» Written problem:
Only the lines from the line holding "Where can the navy" to the last line should be output, each exactly as given.

» Rows from a dataset:
■ ■ ■ ■ ■

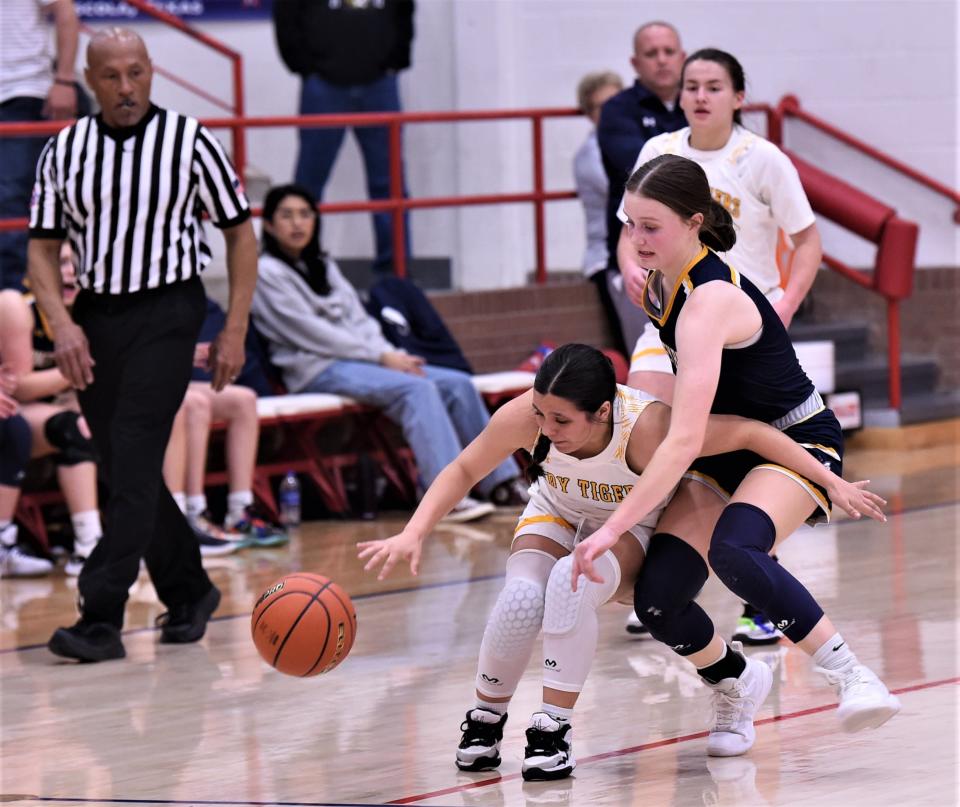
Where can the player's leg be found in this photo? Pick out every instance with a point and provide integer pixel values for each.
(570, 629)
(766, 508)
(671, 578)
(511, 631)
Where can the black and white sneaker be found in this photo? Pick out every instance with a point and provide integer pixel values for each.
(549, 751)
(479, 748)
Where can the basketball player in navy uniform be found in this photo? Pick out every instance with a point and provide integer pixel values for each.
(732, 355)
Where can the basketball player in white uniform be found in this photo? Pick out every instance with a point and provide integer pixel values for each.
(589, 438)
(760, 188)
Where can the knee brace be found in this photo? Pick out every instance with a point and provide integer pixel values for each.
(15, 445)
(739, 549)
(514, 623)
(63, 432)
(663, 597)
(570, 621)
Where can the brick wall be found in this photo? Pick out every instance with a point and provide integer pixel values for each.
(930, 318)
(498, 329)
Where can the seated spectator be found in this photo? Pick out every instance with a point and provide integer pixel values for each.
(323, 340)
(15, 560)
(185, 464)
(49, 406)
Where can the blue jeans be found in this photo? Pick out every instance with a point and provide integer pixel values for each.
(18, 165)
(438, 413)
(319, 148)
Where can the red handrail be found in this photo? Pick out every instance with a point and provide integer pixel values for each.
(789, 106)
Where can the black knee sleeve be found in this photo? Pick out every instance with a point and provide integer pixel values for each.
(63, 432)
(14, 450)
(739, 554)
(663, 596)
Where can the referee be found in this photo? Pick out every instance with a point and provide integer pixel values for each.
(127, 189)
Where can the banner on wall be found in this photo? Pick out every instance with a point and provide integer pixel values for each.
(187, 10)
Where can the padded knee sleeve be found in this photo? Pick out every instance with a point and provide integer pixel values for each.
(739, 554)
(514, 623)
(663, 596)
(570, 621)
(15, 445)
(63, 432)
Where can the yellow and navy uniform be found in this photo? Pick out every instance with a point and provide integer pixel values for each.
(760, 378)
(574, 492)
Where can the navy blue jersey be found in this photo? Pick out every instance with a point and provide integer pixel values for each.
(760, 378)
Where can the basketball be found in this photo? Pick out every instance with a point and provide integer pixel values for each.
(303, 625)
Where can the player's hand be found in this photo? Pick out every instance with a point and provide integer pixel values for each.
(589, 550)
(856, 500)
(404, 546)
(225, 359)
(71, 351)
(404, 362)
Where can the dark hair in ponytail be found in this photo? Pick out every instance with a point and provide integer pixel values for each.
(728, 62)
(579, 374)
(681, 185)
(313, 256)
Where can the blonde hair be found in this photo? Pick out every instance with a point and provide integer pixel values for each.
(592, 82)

■ ■ ■ ■ ■

» Final result:
Where can the navy blue jersey be found in this photo? Pick out every instance with a point and provide integer pixel values for each.
(760, 378)
Where can the basketball be found in this photo? Pick out every instance with a point and provide integer pixel values for each.
(303, 625)
Where can the player's hand be found in this photo? Pick out every instance with a point and provide integer pixel values for each.
(589, 550)
(856, 500)
(404, 546)
(225, 359)
(71, 351)
(404, 362)
Where can the dark hair in ponytail be found in this photo? Pick out every instance with a point and provide integer pixel values for each.
(728, 62)
(579, 374)
(681, 185)
(313, 256)
Where can the blonde hair be found in this photo? Pick out every instance with a point and provide integer pixel values for each.
(592, 82)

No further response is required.